Problem statement »
Count how many lines of the following records contain the word "below". Reply with the number alone.

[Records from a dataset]
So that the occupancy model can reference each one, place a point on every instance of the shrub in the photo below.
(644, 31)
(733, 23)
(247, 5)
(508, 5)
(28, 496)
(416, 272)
...
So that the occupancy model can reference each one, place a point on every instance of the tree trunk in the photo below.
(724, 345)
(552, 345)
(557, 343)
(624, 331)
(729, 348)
* * *
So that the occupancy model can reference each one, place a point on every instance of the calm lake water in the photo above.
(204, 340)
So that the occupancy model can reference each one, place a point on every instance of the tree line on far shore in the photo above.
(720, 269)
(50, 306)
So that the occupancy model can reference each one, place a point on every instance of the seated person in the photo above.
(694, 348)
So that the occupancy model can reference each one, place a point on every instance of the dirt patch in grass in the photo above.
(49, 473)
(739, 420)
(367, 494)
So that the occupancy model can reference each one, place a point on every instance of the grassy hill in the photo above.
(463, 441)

The result »
2